● **Selected excerpt**
Epic Fail attacking Pigs with Apple

With the ongoing Epic-vs-Apple battle, there is one Big Question: what does it mean to developers? Not from the point of view of “hey, it would be really nice to bring Apple fees down”, but from the point of view “whether it changes much for gamedevs – or we should continue ‘business as usual’?”

Timeline and Scope

A refresher course on the major events in the battle:

  • Aug 13 – Epic introduces direct payment into Fortnite/iOS and Fortnite/Android
    • Apple and Google remove Fortnite from App Store and Play Store respectively
  • Aug 17 – Apple threatens to terminate all Epic’s developer accounts, including an account of Epic International (the one used for the development of Unreal Engine).
  • Aug 24 – judge Yvonne Gonzalez Rogers grants Epic a Temporary Restraining Order (TRO) which prevents Apple from terminating the account of Epic International (and doesn’t grant a TRO to force Apple to get Fortnite back to the App Store)
  • Aug 28 – Apple terminates developer account of Epic Games, but keeps account of Epic International.

● **Material provided**

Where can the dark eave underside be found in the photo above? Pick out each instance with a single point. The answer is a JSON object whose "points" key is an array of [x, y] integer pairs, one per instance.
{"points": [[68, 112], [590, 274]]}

● **Problem to solve**
Answer these about the Epic-vs-Apple article, one line each:
1. What is the one Big Question that the opening raises?
2. Which judge granted Epic the Temporary Restraining Order?
3. On Aug 28, which developer account did Apple terminate?

● **Task result**
1. What the battle means to developers.
2. Yvonne Gonzalez Rogers.
3. The developer account of Epic Games.